**Exercise aim**
Look for the string "query" in the data below, and copy each line that holds it.

[Stored data entries]
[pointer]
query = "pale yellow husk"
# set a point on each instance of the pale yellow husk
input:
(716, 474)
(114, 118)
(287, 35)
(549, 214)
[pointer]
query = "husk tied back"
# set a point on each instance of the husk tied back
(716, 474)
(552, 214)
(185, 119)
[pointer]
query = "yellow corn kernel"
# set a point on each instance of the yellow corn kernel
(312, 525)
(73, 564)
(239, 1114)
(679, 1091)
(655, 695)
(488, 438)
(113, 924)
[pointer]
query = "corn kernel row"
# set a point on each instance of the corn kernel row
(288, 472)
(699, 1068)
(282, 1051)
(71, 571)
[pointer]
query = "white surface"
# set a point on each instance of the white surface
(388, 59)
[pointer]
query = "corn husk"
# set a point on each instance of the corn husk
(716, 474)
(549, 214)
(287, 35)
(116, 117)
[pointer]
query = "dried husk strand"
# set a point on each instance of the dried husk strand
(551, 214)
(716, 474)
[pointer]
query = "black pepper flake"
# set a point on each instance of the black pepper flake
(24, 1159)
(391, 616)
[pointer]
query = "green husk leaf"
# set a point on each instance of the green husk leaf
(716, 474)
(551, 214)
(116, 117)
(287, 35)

**Problem solution**
query = "pale yellow husk"
query = "husk tied back"
query = "yellow corn kernel"
query = "corn kernel row"
query = "white surface"
query = "corn husk"
query = "dried husk strand"
query = "black pepper flake"
query = "green husk leaf"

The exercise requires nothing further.